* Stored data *
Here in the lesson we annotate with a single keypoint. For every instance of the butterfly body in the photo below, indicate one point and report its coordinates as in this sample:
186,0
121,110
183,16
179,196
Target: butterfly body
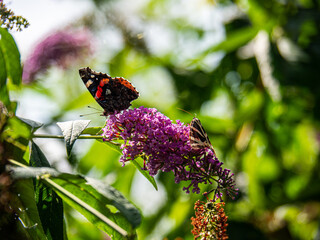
112,94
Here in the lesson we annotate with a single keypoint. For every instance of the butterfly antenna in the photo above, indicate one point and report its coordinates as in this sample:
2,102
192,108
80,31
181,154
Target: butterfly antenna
94,108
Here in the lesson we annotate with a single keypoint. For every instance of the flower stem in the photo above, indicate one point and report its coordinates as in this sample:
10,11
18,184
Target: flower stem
61,137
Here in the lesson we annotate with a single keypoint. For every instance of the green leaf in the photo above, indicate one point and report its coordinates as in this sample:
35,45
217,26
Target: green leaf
4,95
37,158
71,130
135,163
11,57
88,196
117,200
81,196
33,124
24,205
31,172
144,172
115,147
49,204
92,130
236,39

* WHAT THE TASK ASKS *
Note down each line above where the word "coordinates" occurs.

* RESPONSE BELOW *
Here in the lesson we annotate with a single keypoint. For every instance of the butterfly body in the photo below, indicate one point and report its coordinates as in this sample:
Here in the lesson we annotate with a single keypoint. For every instance of the butterfly antenna in the photo above, indicate one point and report its coordinates as in this sample:
Here in the lesson we annotate with a single keypoint. For every instance of the flower stem in the photo above, indicate one point and report its coordinates as in this sample:
Here in the lesson we annotate with a single keypoint. For every instance of the green leaf in the photo above, indicate one point and report its coordinates as in this sample:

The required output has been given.